Requirement
Extract every line in the rows below that contains the word "trail".

Extracted entries
....
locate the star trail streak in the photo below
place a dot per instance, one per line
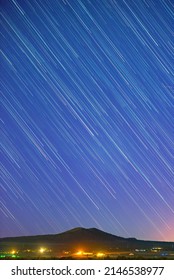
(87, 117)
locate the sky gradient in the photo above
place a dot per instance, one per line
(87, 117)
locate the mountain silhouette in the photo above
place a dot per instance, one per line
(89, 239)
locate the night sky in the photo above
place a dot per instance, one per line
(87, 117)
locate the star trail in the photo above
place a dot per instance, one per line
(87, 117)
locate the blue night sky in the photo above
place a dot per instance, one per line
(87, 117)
....
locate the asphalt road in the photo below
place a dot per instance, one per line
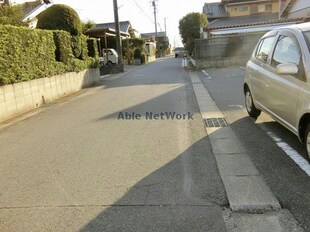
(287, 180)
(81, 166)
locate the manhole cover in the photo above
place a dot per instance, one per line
....
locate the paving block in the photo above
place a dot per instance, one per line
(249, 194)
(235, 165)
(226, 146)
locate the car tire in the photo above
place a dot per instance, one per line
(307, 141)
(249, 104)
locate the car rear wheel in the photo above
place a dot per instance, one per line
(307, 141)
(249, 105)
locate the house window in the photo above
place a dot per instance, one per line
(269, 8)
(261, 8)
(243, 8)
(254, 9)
....
Solution for this exercise
locate the star trail streak in the photo below
locate the star trail in the photo above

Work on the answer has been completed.